» Directions:
Change every occurrence of "plaster figure" in the data to "clay statue", and reproduce everything else unchanged.

Excerpts from point annotation data:
** start **

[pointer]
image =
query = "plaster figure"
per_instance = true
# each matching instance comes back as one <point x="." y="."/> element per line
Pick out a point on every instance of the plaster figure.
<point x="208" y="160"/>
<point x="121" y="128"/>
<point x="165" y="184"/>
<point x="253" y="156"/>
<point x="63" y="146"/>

** end **

» Result of the task:
[pointer]
image =
query = "clay statue"
per_instance = true
# each matching instance comes back as one <point x="." y="."/> element per line
Pick out a point on every instance of the clay statue.
<point x="208" y="160"/>
<point x="121" y="128"/>
<point x="165" y="184"/>
<point x="253" y="156"/>
<point x="63" y="146"/>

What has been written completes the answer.